DIRECTIONS FOR THIS TASK:
Turn the material below, from the line with "Report the position of every instance of the wading" up to and including the line with "pixel 483 84", into a JSON list of strings, one string per line, skipping blank lines. Leave the pictures out.

-- Start of PROVIDED RECORDS --

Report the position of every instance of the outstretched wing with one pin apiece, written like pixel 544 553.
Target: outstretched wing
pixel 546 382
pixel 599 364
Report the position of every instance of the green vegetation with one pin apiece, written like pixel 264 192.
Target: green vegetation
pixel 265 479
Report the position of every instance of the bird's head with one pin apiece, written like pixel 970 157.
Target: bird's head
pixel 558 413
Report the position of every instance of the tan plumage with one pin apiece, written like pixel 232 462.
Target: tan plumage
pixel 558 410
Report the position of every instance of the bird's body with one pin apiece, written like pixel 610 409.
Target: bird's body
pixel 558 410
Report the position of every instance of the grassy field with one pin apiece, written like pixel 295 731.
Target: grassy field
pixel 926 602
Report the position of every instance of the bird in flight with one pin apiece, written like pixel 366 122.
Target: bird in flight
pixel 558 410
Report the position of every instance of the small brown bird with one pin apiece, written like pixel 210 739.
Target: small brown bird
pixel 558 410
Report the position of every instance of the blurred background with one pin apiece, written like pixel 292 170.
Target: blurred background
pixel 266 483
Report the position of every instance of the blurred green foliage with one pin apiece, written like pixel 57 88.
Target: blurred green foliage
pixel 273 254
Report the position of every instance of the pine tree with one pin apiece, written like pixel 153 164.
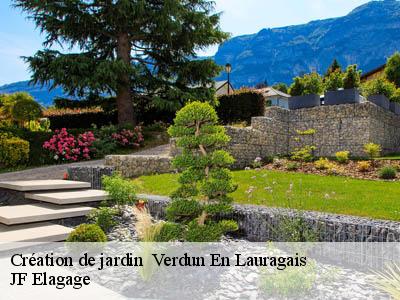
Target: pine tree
pixel 127 48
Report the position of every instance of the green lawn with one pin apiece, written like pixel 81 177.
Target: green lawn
pixel 375 199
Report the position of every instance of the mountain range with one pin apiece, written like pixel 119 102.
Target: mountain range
pixel 366 37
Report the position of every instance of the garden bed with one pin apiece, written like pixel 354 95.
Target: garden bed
pixel 349 169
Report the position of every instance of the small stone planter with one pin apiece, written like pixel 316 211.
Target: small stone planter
pixel 380 100
pixel 305 101
pixel 346 96
pixel 395 107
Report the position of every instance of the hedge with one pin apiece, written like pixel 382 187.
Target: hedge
pixel 13 151
pixel 240 106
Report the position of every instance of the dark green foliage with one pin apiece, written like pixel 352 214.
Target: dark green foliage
pixel 240 106
pixel 334 67
pixel 183 210
pixel 26 109
pixel 387 173
pixel 83 120
pixel 281 86
pixel 351 78
pixel 379 86
pixel 209 232
pixel 87 233
pixel 104 217
pixel 204 172
pixel 170 232
pixel 127 48
pixel 392 69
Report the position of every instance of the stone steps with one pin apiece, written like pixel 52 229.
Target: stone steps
pixel 59 199
pixel 30 213
pixel 69 197
pixel 36 232
pixel 43 185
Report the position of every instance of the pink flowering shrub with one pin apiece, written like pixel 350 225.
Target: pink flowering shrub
pixel 65 147
pixel 129 138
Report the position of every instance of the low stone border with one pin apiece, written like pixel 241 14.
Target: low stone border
pixel 260 223
pixel 91 174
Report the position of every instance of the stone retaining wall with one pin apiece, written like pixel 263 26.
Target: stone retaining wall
pixel 338 127
pixel 260 223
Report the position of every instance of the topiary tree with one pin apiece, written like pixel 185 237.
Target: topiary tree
pixel 334 81
pixel 334 67
pixel 205 173
pixel 351 78
pixel 392 69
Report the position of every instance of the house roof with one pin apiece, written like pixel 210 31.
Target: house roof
pixel 376 70
pixel 270 92
pixel 220 84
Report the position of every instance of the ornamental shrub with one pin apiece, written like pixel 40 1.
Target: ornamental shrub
pixel 13 150
pixel 392 69
pixel 363 166
pixel 121 191
pixel 104 217
pixel 351 78
pixel 379 86
pixel 334 81
pixel 87 233
pixel 204 167
pixel 65 147
pixel 26 109
pixel 372 150
pixel 240 106
pixel 342 157
pixel 387 173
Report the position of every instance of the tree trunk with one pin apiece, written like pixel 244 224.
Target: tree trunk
pixel 126 114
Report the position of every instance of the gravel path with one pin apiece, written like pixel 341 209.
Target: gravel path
pixel 57 171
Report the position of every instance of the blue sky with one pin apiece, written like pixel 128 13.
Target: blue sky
pixel 18 36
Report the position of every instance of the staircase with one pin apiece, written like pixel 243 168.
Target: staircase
pixel 49 201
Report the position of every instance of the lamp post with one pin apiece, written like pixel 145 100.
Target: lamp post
pixel 228 69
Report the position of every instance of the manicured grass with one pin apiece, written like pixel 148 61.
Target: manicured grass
pixel 341 195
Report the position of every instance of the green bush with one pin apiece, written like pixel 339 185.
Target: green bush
pixel 351 78
pixel 308 84
pixel 104 217
pixel 387 173
pixel 26 109
pixel 392 69
pixel 342 157
pixel 121 191
pixel 169 232
pixel 87 233
pixel 372 150
pixel 379 86
pixel 183 210
pixel 13 151
pixel 240 106
pixel 334 81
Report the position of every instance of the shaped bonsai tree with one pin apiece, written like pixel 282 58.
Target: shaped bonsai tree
pixel 205 180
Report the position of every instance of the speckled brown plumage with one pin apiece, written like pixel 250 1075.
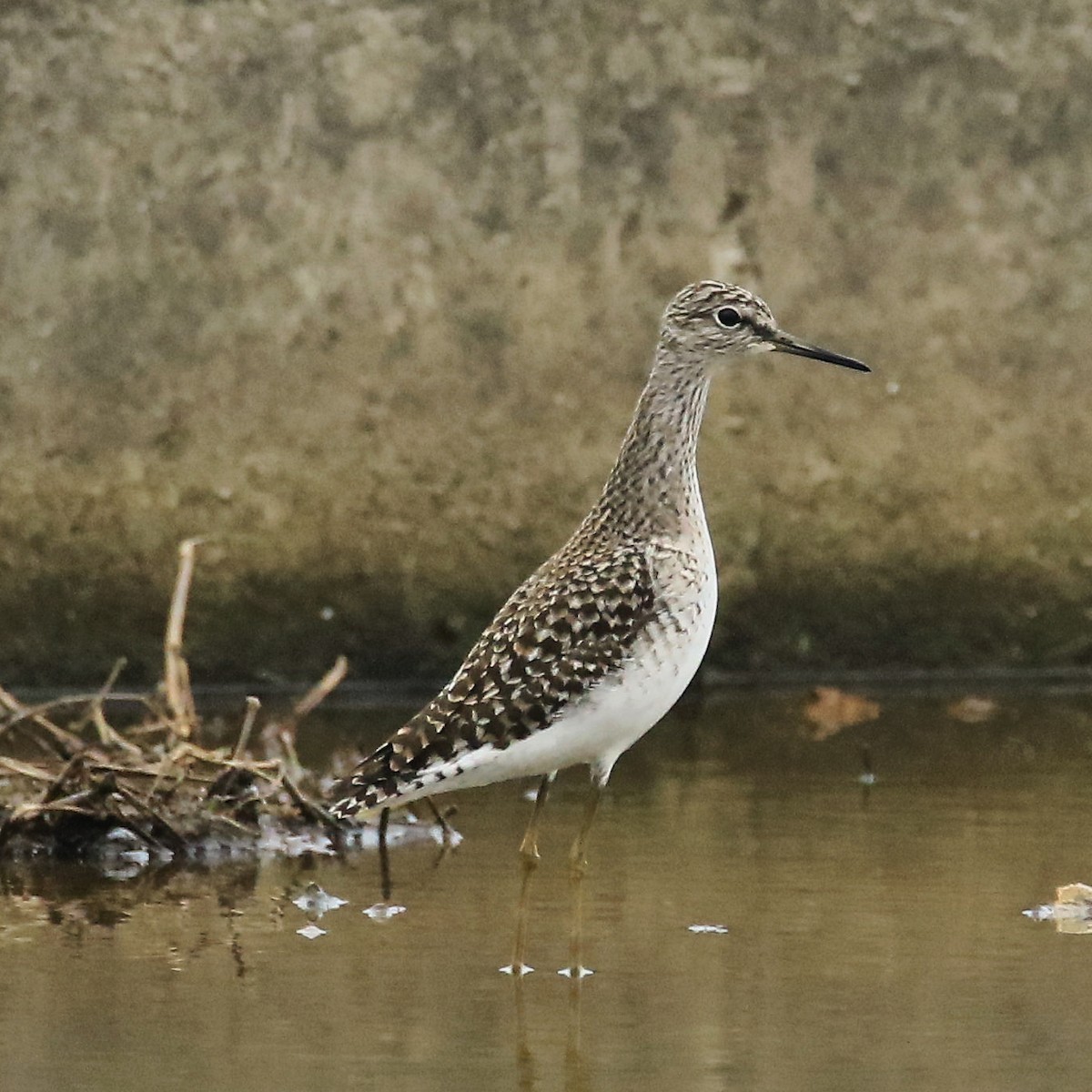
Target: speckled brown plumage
pixel 629 596
pixel 561 632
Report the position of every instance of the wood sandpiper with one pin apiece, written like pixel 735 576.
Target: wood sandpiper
pixel 599 643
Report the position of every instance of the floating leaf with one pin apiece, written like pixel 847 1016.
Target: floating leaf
pixel 972 710
pixel 1071 910
pixel 383 911
pixel 830 710
pixel 317 902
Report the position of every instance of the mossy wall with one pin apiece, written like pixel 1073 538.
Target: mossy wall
pixel 365 293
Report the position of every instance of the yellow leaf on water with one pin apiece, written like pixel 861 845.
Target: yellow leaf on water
pixel 831 710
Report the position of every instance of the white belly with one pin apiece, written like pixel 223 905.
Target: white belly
pixel 612 715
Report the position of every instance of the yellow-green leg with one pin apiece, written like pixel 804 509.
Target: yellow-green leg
pixel 385 860
pixel 529 862
pixel 578 866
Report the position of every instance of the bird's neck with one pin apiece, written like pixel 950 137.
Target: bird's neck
pixel 653 487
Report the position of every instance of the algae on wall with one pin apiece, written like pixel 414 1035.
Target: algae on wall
pixel 365 293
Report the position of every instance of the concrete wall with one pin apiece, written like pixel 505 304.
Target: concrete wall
pixel 365 293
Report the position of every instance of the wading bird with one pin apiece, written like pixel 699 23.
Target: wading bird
pixel 599 643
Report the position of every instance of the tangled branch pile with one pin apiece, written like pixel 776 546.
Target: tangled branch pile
pixel 79 786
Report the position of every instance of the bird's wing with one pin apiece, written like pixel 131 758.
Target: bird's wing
pixel 561 632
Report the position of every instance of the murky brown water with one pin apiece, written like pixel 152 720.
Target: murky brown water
pixel 874 939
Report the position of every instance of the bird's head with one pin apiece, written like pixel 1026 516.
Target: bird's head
pixel 711 319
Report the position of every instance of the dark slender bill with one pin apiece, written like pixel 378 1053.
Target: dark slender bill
pixel 786 344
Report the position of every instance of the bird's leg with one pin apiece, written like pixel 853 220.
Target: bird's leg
pixel 440 822
pixel 385 860
pixel 578 865
pixel 529 862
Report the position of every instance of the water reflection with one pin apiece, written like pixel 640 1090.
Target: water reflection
pixel 875 936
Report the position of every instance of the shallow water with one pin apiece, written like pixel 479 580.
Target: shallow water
pixel 874 934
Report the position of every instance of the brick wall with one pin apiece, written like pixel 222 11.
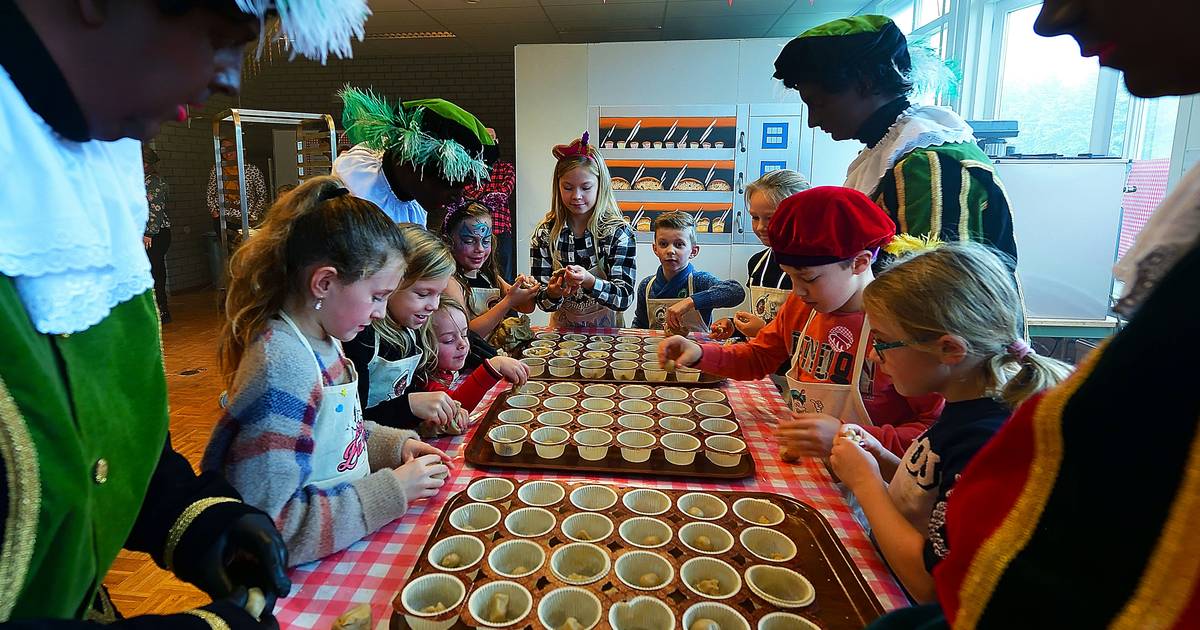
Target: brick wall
pixel 483 84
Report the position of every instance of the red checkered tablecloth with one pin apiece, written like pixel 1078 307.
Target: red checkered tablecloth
pixel 376 568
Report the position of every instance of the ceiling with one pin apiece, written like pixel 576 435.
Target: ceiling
pixel 497 25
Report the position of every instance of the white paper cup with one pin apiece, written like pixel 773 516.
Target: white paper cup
pixel 490 489
pixel 646 533
pixel 759 511
pixel 430 591
pixel 587 527
pixel 697 570
pixel 593 498
pixel 635 445
pixel 636 421
pixel 474 517
pixel 593 443
pixel 516 558
pixel 573 603
pixel 468 550
pixel 779 586
pixel 645 570
pixel 646 502
pixel 541 493
pixel 767 544
pixel 580 563
pixel 711 508
pixel 641 613
pixel 679 448
pixel 520 603
pixel 706 538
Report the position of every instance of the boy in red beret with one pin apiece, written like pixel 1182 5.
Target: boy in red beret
pixel 826 240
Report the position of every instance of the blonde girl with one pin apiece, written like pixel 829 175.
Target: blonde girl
pixel 583 251
pixel 948 322
pixel 319 270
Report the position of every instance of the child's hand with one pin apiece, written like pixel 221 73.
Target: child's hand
pixel 510 370
pixel 749 324
pixel 423 477
pixel 808 435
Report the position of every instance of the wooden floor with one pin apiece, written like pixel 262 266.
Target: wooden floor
pixel 136 585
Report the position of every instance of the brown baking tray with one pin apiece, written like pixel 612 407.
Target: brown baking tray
pixel 843 599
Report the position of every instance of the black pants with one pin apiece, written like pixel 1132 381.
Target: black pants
pixel 157 253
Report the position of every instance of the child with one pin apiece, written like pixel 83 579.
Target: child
pixel 293 439
pixel 678 297
pixel 825 239
pixel 489 298
pixel 768 285
pixel 945 322
pixel 582 252
pixel 391 352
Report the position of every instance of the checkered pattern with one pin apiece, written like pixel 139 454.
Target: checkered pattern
pixel 375 569
pixel 616 293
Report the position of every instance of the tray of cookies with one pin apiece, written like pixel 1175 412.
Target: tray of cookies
pixel 631 429
pixel 629 357
pixel 551 555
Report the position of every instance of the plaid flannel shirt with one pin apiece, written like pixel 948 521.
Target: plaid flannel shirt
pixel 619 250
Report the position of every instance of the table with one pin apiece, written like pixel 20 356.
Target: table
pixel 375 569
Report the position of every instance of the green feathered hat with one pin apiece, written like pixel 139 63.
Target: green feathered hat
pixel 430 132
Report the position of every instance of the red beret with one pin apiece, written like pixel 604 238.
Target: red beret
pixel 827 225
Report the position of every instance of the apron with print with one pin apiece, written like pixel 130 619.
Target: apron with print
pixel 339 432
pixel 657 311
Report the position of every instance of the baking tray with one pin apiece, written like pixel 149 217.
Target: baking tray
pixel 843 599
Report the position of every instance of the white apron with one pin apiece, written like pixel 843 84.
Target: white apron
pixel 339 433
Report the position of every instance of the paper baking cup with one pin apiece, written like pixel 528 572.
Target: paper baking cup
pixel 779 586
pixel 600 391
pixel 593 443
pixel 720 540
pixel 587 527
pixel 700 569
pixel 593 498
pixel 641 613
pixel 580 563
pixel 541 493
pixel 571 603
pixel 679 448
pixel 490 489
pixel 515 417
pixel 513 555
pixel 469 550
pixel 759 511
pixel 711 508
pixel 646 502
pixel 520 603
pixel 634 567
pixel 767 544
pixel 430 591
pixel 642 532
pixel 634 406
pixel 636 421
pixel 474 517
pixel 726 617
pixel 529 522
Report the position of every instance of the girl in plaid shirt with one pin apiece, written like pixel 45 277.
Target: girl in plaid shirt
pixel 583 251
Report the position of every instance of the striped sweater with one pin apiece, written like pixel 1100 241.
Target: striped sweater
pixel 264 445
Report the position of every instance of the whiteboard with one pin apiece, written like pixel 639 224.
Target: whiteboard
pixel 1067 223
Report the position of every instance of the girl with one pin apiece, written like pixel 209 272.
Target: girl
pixel 947 322
pixel 489 298
pixel 293 439
pixel 399 347
pixel 583 251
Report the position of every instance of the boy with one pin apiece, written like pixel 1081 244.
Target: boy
pixel 825 239
pixel 678 298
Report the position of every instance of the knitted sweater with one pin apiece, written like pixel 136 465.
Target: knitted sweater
pixel 264 445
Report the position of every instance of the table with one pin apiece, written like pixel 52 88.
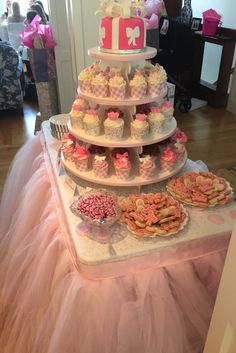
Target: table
pixel 51 303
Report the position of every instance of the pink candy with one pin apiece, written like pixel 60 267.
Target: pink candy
pixel 98 206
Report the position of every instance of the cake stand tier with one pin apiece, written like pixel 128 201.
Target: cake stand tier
pixel 147 53
pixel 126 102
pixel 126 141
pixel 112 180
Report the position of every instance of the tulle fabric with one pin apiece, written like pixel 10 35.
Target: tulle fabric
pixel 46 306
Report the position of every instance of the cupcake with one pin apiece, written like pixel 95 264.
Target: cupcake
pixel 68 146
pixel 122 166
pixel 179 150
pixel 117 87
pixel 100 166
pixel 168 160
pixel 139 127
pixel 100 85
pixel 167 110
pixel 81 158
pixel 146 167
pixel 114 126
pixel 151 150
pixel 156 120
pixel 179 136
pixel 85 80
pixel 84 104
pixel 138 86
pixel 154 85
pixel 76 116
pixel 92 124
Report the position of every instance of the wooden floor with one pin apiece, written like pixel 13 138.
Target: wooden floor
pixel 211 133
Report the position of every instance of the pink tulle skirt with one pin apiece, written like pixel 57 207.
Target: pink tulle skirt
pixel 46 306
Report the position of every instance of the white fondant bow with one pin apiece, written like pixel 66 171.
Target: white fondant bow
pixel 132 34
pixel 102 34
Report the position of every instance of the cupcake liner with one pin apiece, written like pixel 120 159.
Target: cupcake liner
pixel 114 133
pixel 167 167
pixel 100 172
pixel 146 173
pixel 117 93
pixel 138 92
pixel 82 165
pixel 122 174
pixel 85 86
pixel 154 90
pixel 92 130
pixel 100 90
pixel 155 127
pixel 139 134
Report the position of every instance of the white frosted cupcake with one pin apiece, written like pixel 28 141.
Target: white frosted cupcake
pixel 114 126
pixel 100 85
pixel 100 166
pixel 76 116
pixel 139 127
pixel 85 80
pixel 81 158
pixel 92 124
pixel 167 110
pixel 147 167
pixel 117 87
pixel 138 86
pixel 156 120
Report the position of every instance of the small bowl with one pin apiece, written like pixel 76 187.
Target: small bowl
pixel 103 222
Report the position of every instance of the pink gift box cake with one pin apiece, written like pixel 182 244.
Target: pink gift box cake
pixel 122 34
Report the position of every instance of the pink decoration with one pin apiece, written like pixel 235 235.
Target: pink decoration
pixel 122 33
pixel 167 104
pixel 77 107
pixel 168 155
pixel 92 112
pixel 155 110
pixel 141 117
pixel 113 115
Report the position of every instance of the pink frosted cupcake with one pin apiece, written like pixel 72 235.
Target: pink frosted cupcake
pixel 100 166
pixel 139 127
pixel 114 126
pixel 76 116
pixel 168 160
pixel 81 158
pixel 80 101
pixel 179 150
pixel 122 166
pixel 138 86
pixel 85 80
pixel 147 167
pixel 156 120
pixel 68 146
pixel 117 87
pixel 92 123
pixel 179 136
pixel 100 85
pixel 167 110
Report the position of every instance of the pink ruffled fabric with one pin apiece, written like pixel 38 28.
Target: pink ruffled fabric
pixel 46 306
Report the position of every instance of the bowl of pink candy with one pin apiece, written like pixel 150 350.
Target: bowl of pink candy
pixel 98 208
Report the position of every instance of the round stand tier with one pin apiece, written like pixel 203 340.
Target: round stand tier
pixel 126 141
pixel 112 180
pixel 126 102
pixel 147 53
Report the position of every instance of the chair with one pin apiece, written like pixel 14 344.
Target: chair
pixel 14 30
pixel 11 96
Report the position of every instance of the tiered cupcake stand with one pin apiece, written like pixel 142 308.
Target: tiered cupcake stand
pixel 128 105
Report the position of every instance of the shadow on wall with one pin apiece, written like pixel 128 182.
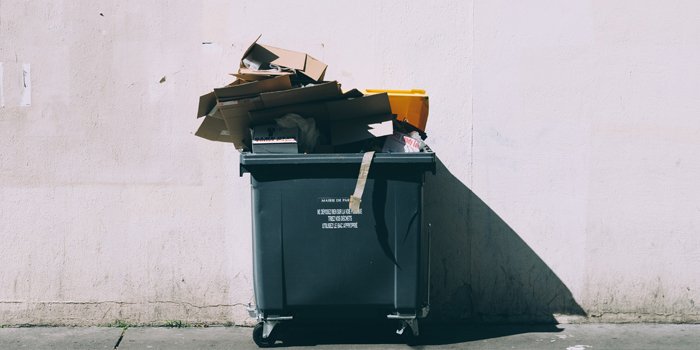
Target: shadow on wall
pixel 481 270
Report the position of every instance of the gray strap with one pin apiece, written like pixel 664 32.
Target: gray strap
pixel 356 197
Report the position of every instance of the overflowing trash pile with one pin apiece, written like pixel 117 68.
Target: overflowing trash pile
pixel 280 103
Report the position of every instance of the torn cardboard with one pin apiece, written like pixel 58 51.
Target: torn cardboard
pixel 259 56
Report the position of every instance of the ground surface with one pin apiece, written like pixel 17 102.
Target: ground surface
pixel 561 337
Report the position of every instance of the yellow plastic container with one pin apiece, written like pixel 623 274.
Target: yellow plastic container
pixel 409 105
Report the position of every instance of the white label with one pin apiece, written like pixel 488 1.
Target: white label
pixel 335 214
pixel 26 86
pixel 2 91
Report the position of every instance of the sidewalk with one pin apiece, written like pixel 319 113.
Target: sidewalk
pixel 561 337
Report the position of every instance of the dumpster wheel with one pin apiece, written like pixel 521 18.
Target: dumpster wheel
pixel 258 338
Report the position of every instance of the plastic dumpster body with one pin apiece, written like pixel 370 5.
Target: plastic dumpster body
pixel 313 258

-- End of PROVIDED RECORDS --

PROBLEM SOLUTION:
[
  "Report the position of every instance of the wading bird with one pin apiece, written like pixel 699 23.",
  "Target: wading bird",
  "pixel 599 643",
  "Report the position of every instance of the tangled branch pile with one pin apiece, written like pixel 776 546.",
  "Target: tangled branch pile",
  "pixel 79 786",
  "Report the position of every instance of the bird's wing with one pin apiece, written like pixel 131 758.",
  "Target: bird's wing",
  "pixel 561 632",
  "Report the position of every instance of the murky brown water with one pin apiece, written like pixel 152 720.",
  "Target: murky brown water",
  "pixel 874 939",
  "Report the position of every instance of the bird's head with one pin apiece, written like pixel 1026 516.",
  "Target: bird's head",
  "pixel 711 319",
  "Report the position of every instance of the dark slender bill with one pin apiece, written like pixel 378 1053.",
  "Target: dark slender bill",
  "pixel 786 344",
  "Report the position of every instance of the bird's leg with one pin apiece, written like pixel 853 220.",
  "Target: bird's leg",
  "pixel 440 822",
  "pixel 385 860",
  "pixel 578 865",
  "pixel 529 862",
  "Report the position of every instance of the water reflection with one pin apiece, written like pixel 640 1090.",
  "Target: water reflection",
  "pixel 875 936",
  "Report the position of every instance of the shallow water with one pin apiece, written like pixel 479 580.",
  "Target: shallow water",
  "pixel 874 934",
  "Report the position of every instance of the brick wall with one pin apiece, written like pixel 222 11.",
  "Target: brick wall",
  "pixel 483 84"
]